→ AIM
Give the lines from the one containing "Target class: elderly man with grey hair" through the last line as a JSON list of strings, one string per line and no blank lines.

→ DATA EXCERPTS

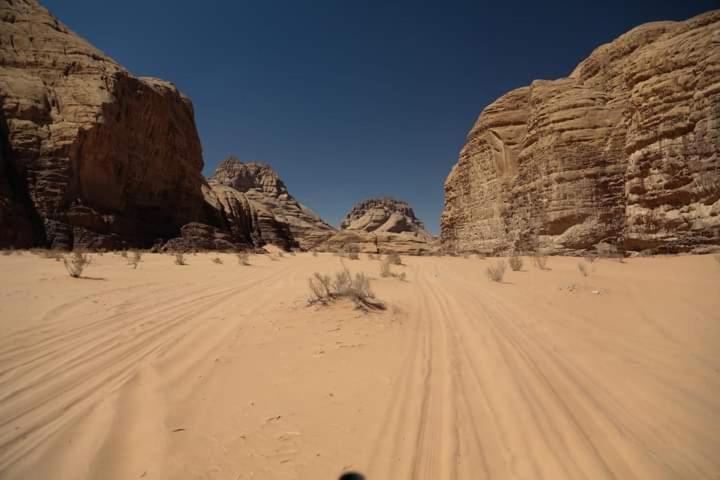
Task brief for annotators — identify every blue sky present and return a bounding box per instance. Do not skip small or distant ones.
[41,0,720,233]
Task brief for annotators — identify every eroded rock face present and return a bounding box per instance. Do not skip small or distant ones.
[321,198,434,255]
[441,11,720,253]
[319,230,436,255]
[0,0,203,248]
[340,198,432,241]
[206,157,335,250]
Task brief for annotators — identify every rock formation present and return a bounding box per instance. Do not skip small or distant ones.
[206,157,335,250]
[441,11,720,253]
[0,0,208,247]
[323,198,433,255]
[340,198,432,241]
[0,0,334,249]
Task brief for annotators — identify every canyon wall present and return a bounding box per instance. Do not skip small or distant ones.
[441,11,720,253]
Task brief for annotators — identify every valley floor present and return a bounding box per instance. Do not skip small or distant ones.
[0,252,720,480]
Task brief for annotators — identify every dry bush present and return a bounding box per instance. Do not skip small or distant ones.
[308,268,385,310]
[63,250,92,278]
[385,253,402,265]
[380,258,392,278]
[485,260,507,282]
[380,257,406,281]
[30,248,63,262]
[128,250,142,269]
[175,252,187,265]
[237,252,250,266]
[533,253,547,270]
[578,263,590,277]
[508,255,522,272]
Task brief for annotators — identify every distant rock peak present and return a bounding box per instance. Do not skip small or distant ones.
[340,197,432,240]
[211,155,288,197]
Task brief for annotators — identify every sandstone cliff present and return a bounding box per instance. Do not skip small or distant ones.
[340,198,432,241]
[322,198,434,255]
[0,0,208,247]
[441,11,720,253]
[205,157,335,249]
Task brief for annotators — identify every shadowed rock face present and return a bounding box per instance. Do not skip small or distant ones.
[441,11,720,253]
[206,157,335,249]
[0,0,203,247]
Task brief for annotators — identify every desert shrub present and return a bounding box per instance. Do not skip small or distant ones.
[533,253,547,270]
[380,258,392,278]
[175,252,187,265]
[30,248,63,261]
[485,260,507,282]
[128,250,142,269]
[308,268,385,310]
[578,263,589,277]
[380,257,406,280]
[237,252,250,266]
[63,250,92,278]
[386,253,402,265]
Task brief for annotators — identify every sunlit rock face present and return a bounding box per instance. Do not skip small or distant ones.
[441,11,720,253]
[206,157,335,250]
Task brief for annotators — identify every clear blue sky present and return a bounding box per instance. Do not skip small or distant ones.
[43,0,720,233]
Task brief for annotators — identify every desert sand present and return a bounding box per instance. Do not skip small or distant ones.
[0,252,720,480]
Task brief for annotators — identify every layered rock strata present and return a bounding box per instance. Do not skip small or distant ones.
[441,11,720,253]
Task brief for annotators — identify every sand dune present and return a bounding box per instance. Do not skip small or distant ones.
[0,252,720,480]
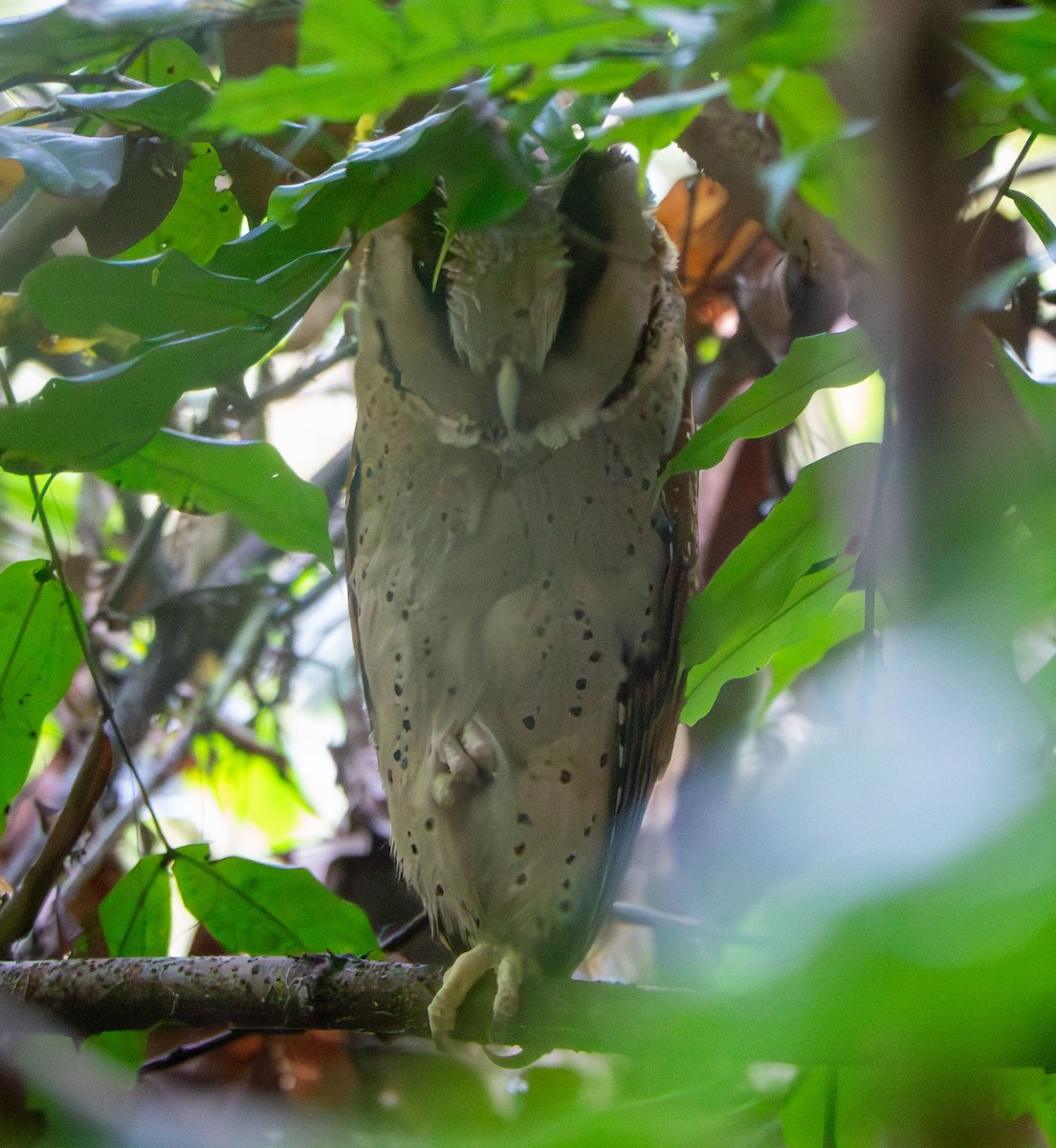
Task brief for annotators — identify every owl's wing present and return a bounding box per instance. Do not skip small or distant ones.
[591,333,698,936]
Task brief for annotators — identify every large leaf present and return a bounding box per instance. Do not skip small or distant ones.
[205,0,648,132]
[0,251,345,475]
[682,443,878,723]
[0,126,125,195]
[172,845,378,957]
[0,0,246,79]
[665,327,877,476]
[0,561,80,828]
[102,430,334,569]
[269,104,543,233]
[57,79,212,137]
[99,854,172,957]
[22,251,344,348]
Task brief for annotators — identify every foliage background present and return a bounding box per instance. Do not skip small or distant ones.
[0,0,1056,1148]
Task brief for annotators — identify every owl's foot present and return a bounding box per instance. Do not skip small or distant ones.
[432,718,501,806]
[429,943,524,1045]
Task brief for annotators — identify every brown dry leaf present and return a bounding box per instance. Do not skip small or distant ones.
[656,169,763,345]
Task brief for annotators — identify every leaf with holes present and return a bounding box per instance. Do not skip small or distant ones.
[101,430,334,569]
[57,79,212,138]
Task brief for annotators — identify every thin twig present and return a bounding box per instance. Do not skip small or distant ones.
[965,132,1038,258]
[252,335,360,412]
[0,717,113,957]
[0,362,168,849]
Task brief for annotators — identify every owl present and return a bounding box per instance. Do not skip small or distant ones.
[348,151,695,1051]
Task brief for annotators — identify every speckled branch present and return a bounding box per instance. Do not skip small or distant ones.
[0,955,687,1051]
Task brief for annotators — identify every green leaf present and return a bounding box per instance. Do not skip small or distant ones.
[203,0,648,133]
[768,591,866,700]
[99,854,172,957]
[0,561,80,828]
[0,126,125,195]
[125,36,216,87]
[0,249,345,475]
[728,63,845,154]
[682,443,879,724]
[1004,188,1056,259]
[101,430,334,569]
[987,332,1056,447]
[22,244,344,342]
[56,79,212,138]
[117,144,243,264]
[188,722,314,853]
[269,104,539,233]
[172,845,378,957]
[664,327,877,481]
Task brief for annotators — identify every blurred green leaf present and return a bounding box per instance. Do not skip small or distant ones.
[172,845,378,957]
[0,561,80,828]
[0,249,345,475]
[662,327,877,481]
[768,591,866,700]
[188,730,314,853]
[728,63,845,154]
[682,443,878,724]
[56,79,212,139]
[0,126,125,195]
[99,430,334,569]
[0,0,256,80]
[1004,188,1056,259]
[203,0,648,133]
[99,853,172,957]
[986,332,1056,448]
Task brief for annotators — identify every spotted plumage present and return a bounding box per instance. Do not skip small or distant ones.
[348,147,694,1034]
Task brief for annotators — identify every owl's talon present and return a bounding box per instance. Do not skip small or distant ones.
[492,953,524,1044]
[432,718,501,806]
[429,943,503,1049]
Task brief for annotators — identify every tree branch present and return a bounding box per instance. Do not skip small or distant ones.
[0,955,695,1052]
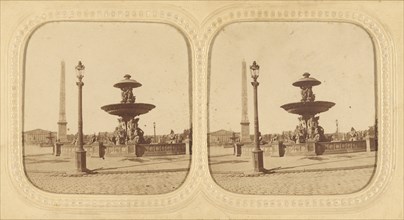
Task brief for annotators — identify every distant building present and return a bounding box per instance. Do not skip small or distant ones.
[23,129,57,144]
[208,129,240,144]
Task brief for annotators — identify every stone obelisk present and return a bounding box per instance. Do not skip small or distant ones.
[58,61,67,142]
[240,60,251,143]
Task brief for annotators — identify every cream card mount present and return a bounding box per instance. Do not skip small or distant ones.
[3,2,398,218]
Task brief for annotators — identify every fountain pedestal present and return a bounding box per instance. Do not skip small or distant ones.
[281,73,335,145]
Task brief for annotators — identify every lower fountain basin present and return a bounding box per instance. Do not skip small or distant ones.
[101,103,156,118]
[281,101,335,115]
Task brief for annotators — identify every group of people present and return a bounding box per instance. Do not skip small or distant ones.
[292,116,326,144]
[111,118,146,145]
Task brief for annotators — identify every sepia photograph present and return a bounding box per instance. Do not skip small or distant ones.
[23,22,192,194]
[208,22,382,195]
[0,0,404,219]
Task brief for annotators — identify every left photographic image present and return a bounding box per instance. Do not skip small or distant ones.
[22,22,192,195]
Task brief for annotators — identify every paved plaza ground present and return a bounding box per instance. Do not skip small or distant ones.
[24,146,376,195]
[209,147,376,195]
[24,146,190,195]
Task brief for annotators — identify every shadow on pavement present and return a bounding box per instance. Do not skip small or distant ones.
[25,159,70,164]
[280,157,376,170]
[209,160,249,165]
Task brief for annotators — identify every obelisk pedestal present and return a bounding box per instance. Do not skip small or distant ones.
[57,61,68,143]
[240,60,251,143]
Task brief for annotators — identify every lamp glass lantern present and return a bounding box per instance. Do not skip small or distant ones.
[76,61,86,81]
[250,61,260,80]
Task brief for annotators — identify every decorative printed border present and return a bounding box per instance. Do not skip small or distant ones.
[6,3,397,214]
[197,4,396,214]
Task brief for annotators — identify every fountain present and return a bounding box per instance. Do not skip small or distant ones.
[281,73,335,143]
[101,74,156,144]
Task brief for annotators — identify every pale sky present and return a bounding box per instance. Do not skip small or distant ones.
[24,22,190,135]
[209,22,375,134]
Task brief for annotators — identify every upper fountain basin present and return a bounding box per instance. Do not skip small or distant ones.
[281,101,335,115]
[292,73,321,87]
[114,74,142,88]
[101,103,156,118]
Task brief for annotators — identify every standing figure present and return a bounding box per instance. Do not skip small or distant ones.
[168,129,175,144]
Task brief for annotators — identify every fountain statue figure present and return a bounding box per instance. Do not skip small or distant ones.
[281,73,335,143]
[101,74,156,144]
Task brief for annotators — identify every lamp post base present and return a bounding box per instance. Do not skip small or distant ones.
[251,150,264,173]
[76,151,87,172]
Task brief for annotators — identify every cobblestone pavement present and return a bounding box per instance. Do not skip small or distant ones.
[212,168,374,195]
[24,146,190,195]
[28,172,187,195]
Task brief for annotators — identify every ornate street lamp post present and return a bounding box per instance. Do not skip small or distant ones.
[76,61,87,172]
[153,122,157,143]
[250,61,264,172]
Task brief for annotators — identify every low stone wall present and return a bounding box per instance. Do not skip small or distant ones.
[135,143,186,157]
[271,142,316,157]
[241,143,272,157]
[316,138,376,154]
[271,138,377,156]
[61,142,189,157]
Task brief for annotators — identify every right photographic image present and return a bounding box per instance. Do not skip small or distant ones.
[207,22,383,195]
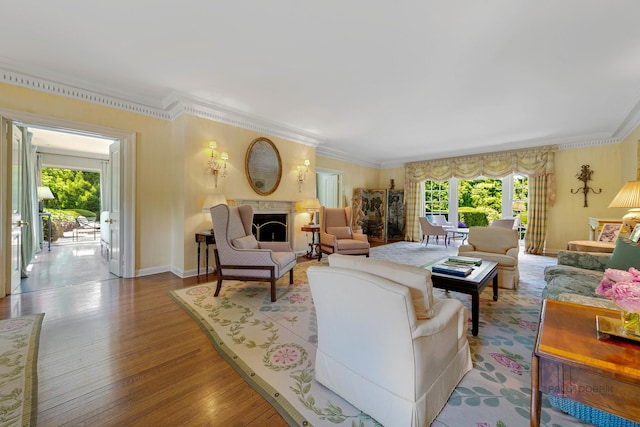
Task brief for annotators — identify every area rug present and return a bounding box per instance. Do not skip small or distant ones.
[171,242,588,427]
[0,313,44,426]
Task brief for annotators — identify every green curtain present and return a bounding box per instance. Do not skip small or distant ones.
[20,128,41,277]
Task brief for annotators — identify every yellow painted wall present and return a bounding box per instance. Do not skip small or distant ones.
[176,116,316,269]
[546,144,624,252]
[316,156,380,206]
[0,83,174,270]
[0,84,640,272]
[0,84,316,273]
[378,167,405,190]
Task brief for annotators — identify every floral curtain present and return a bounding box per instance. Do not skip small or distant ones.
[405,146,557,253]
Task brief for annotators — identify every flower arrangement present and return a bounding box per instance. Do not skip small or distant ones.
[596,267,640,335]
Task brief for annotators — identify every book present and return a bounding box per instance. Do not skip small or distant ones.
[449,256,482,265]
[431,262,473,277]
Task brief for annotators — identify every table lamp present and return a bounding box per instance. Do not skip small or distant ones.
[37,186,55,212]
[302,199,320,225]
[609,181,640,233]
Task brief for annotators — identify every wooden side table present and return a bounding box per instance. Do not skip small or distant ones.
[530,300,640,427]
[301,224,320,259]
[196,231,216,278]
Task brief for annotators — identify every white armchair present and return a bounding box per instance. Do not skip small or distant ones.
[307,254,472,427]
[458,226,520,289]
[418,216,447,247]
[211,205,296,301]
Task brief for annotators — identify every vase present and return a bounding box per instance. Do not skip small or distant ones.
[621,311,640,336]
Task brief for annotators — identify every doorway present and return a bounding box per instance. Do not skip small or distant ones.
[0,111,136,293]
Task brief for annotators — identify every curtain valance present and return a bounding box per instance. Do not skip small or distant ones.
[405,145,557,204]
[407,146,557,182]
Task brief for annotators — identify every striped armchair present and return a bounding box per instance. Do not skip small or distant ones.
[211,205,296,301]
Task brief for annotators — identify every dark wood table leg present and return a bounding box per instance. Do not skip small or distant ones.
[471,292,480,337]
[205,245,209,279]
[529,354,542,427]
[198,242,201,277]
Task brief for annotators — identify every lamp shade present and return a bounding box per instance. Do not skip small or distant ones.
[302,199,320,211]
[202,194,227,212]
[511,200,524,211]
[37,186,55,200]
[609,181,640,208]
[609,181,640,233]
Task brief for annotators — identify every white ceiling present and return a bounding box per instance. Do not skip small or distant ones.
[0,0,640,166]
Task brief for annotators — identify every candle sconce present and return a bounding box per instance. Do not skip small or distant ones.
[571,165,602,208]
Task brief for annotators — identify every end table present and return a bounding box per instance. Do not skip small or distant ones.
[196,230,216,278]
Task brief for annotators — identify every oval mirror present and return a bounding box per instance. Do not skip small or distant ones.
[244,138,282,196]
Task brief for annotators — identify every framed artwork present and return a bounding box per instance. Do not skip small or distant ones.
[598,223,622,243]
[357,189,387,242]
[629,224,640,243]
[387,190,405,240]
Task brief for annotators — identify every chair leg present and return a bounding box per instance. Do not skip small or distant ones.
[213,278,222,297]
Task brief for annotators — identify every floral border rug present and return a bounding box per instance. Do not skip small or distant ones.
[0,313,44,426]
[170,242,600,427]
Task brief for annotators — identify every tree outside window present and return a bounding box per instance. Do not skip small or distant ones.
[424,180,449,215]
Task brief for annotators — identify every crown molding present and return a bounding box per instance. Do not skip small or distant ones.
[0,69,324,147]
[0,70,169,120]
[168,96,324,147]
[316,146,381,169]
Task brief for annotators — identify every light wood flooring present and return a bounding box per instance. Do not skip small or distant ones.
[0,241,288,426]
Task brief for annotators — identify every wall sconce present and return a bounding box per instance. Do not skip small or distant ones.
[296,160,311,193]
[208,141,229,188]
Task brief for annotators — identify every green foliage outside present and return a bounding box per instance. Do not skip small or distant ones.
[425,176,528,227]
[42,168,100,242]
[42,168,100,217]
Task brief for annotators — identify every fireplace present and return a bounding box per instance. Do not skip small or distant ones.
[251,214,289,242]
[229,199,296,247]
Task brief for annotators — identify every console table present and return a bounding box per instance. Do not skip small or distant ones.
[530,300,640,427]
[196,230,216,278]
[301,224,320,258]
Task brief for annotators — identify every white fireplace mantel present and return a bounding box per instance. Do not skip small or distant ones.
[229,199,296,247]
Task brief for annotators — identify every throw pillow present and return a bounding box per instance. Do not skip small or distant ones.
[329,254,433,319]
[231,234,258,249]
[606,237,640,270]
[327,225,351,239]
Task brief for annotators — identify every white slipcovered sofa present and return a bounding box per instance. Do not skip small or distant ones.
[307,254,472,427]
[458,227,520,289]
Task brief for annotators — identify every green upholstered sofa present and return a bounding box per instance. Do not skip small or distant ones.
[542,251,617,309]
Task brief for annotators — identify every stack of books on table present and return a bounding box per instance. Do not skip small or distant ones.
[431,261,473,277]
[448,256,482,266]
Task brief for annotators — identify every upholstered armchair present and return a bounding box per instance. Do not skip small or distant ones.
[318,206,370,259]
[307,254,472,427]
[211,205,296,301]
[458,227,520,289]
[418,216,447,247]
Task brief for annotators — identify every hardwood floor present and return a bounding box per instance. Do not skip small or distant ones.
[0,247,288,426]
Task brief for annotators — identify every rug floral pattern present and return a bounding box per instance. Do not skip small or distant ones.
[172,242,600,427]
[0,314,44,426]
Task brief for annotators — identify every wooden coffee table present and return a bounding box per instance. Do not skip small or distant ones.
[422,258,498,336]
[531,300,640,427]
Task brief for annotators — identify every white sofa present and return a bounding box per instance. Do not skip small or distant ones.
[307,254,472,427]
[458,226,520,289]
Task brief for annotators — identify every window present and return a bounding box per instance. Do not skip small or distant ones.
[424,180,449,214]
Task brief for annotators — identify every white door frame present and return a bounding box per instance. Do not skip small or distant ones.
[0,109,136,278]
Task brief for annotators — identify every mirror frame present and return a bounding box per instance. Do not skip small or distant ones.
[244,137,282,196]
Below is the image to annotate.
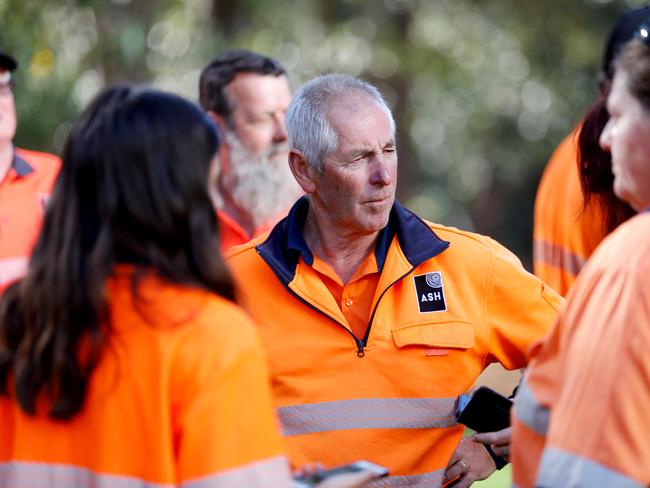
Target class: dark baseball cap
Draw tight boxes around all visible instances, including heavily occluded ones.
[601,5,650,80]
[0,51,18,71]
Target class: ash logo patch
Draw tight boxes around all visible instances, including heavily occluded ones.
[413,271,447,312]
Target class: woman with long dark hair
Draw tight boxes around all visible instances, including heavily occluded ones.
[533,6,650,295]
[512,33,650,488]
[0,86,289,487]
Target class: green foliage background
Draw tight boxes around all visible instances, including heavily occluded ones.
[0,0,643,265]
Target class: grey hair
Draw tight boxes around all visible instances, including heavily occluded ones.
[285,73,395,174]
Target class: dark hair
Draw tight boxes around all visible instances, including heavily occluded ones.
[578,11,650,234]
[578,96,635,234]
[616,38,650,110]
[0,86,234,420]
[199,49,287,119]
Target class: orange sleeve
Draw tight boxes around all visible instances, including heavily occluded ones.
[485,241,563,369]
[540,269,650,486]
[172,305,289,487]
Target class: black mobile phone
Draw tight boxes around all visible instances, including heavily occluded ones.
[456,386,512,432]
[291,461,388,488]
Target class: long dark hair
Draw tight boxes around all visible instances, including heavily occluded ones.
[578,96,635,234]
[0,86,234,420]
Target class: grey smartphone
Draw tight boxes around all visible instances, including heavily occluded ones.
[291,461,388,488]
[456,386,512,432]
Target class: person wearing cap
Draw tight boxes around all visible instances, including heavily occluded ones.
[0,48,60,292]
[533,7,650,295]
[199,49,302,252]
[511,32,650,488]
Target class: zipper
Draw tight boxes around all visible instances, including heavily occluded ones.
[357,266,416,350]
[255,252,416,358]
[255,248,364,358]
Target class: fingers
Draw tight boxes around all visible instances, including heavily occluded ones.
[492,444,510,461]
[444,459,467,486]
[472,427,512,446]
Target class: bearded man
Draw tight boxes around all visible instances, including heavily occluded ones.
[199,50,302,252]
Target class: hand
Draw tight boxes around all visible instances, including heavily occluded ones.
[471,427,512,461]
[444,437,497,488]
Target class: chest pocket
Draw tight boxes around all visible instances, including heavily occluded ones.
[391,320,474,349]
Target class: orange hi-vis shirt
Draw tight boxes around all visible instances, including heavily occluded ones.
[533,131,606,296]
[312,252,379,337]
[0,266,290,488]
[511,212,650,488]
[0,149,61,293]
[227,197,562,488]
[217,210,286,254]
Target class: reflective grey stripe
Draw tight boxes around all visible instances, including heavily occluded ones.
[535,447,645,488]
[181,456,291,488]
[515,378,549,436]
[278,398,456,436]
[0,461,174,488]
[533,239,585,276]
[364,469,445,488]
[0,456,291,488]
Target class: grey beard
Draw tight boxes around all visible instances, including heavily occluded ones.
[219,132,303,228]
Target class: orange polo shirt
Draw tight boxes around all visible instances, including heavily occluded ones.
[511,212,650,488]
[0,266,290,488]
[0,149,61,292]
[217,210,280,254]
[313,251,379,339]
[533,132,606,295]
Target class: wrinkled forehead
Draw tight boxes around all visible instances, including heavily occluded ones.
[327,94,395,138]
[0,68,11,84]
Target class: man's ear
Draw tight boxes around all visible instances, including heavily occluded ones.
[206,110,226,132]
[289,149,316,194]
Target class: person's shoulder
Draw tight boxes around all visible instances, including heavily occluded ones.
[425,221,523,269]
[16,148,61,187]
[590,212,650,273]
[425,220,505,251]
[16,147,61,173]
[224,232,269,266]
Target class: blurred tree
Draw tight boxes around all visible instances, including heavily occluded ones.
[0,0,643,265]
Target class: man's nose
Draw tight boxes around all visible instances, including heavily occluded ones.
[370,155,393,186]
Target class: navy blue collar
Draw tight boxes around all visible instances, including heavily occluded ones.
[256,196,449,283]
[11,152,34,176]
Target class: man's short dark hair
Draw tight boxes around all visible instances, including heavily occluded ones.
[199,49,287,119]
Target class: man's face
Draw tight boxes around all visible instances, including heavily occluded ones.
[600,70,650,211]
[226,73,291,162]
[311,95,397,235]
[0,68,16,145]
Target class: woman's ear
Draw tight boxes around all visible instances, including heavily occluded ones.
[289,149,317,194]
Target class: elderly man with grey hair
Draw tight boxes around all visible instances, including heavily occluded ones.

→ TASK RESPONSE
[
  "Target class: elderly man with grey hair",
  "Draw tight boxes around all visible instances, including heavily occluded ones."
]